Having applied dozens and dozens of Service Packs to various SQL Server clusters, I still never cease to learn that not everything always goes as planned. J So, a funny thing happened on the way to apply my service pack to a SQL Server 2008 R2 cluster. Well, it really wasn’t all that funny. In fact, I was for the moment, somewhat sad at event viewer log pronouncing the untimely demise of my SQL Server:
“[sqsrvres] CheckServiceAlive: Service is dead”
Famous last words, “He’s dead Jim.” (youtube clip)
Can’t help to think the author/developer of that error msg, was a Trekkie (noun - a fan of the US science fiction television program Star Trek.)
So here’s a harrowing tale with a happy ending. Follow me on a rollercoaster ride of twists and turns on my journey through the event logs, and it’s very informative error messages. It turned out ok, but it temporarily gave me a “cluster headache” The solution was fairly simple, but not obvious.
I know I executed this service pack upgrade flawlessly! For a quick review here, I performed the following steps:
Identified the passive node
Log onto any of the SQL nodes -> Open command prompt -> Type ‘Cluster Group” and Enter.
If the cluster groups are hosted between the two nodes, you need to run the command “ group “<Group Name>” /move” where <Group Name> is the name of each cluster group e.g “cluster group “Available Storage” /move“ to move the group named Available Storage to the second node.
Type the command “cluster resource” and ensure all resources are online and owned by only one of the nodes.
2. Install the Service Pack on the Passive Node
Identify the correct service pack/build for your SQL Server version http://sqlserverbuilds.blogspot.com/
Download or copy the service pack locally (on each node)
Right-click à ‘Run as Administrator
Follow the prompts, select the instance/features, accept the license agreement, check for warnings, click <Update> (off you go!)

# # # #

### PROBLEMS:
• A. Revise the SQL Server service pack post by rewriting the stretch from "I know I executed" through "the second node." with "command prompt" changed to "PowerShell window".
• B. Find each line in the records that contains the string "building" and copy it out. Matching is case-sensitive.

### MATERIAL SHOWN:

# # # #

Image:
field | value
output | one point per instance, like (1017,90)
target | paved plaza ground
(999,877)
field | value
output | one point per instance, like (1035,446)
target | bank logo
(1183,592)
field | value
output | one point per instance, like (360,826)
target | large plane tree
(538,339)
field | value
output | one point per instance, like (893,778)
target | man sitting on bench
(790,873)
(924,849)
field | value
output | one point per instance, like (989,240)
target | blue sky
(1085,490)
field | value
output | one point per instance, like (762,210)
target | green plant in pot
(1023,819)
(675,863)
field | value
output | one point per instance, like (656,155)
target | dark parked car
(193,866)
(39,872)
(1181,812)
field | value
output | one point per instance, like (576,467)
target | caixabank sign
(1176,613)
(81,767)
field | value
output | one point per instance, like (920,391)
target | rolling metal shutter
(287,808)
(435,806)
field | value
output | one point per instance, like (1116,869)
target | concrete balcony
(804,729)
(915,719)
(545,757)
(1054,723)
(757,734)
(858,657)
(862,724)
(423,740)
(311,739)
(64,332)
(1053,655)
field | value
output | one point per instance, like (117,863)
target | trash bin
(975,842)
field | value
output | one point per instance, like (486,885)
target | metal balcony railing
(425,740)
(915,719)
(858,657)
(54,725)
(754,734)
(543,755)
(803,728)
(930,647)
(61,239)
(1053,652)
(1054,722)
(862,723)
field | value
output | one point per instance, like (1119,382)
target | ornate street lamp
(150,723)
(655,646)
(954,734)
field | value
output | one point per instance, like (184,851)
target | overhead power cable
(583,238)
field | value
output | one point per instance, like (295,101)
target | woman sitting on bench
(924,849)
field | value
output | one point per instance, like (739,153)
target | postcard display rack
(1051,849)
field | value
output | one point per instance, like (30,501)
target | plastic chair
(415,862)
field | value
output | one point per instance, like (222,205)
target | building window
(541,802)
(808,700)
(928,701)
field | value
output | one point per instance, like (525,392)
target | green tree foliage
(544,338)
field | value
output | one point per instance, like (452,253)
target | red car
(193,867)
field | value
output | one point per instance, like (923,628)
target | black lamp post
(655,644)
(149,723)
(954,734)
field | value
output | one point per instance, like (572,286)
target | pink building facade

# # # #

### RESULTS FOR EACH TASK:
• A.
I know I executed this service pack upgrade flawlessly! For a quick review here, I performed the following steps:
Identified the passive node
Log onto any of the SQL nodes -> Open PowerShell window -> Type ‘Cluster Group” and Enter.
If the cluster groups are hosted between the two nodes, you need to run the command “ group “<Group Name>” /move” where <Group Name> is the name of each cluster group e.g “cluster group “Available Storage” /move“ to move the group named Available Storage to the second node.

• B.
target | building window
target | pink building facade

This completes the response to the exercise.